Problem a:
Say whether each statement below agrees with the load testing article. For each, answer yes or no and quote the deciding words of the article.
(i) The author holds that inaccurate load testing is often worse than doing no testing at all.
(ii) The article itself covers the challenges the cloud presents.
(iii) The author names three distinct advantages the cloud brings to load and performance procedures.

:: Source extract ::

|By Steve Weisfeldt||
|May 23, 2012 10:00 AM EDT||
Assuming you haven't spent the last couple of years living under a rock, you're bound to have been bombarded with all sorts of propaganda about "The Cloud." "The Cloud," according to the marketing types, is the greatest thing since the invention of bread, surely able to solve all of our needs, whether technology-related or not. While the hype for the cloud might be frequently and frustratingly overstated and confusingly applied in odd places (can someone please explain to me the Microsoft Cloud commercial where the woman goes "to the cloud!!" so she can generate a family photo? What does this have to do with the cloud? Isn't this just Photoshop?), I'd like to discuss one place where the cloud adds a great deal of value: Load and Performance testing.
In this article, I'm going to talk about the benefits of using the cloud as part of your load and performance testing practices, as well as point out some common approaches in choosing a cloud solution.
In a future article, I'll discuss some of the challenges the cloud presents and some best practices to deal with these challenges.
For those of you who have ever heard me present on load testing, you are well aware of how fixated I am on the need for load testing that truly emulates the real world behavior of your end users. And for those that haven't, understand that, in my opinion, if you are not doing accurate and realistic load testing, you might as well stop now. Inaccurate load testing, in my view, is often worse than doing no testing at all. I've seen far too many organizations perform inaccurate testing, that is testing that falls short of mirroring what their end users are really doing, and use results of this testing to lull themselves into a false sense of security. Then they go live with their web application, which in turn experiences end-user behavior that wasn't fully tested for, and are surprised when their web application falls down.
In my mind, The Cloud immediately brings two distinct advantages to our load and performance procedures that help us better model this realistic behavior. The first is what I call "Instant Infrastructure."
In today's economy, customer-facing web applications are experiencing vastly increased user loads. These loads might increase consistently over time due the success of your business, or they might be more sporadic in nature, perhaps due to a seasonal sales or new advertising campaign. As we know, if your application is unable to handle this increased load - whether the application experiences poor performance or downtime (or both) - you run the risk of losing business or experiencing damage to your brand.
To avoid these potential problems, performance testing should include load tests with very large user loads. Unfortunately, trying to maintain a test environment that generates this kind of load can be both costly and challenging. Creating an environment of this size can typically require tens or even hundreds of machines. Purchasing and configuring these systems requires a significant investment of time and money. After the machines have been acquired, configured and used for the immediate load testing need, they may end up sitting unused for long stretches until they are needed for the next large-scale load testing project. Not a very cost-effective approach in a lot of situations.

:::
:: Provided data ::

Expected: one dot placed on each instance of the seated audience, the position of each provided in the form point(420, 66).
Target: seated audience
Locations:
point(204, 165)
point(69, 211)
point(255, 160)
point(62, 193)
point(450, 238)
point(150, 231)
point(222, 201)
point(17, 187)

:::

Problem b: Render every line of the listing above, the part that follows the load testing article, as a JSON list of strings with one string per line and blank lines omitted.

Written reply a:
(i) Yes: "Inaccurate load testing, in my view, is often worse than doing no testing at all."
(ii) No: "In a future article, I'll discuss some of the challenges the cloud presents and some best practices to deal with these challenges."
(iii) No: "The Cloud immediately brings two distinct advantages to our load and performance procedures"

Written reply b:
[
  "Expected: one dot placed on each instance of the seated audience, the position of each provided in the form point(420, 66).",
  "Target: seated audience",
  "Locations:",
  "point(204, 165)",
  "point(69, 211)",
  "point(255, 160)",
  "point(62, 193)",
  "point(450, 238)",
  "point(150, 231)",
  "point(222, 201)",
  "point(17, 187)"
]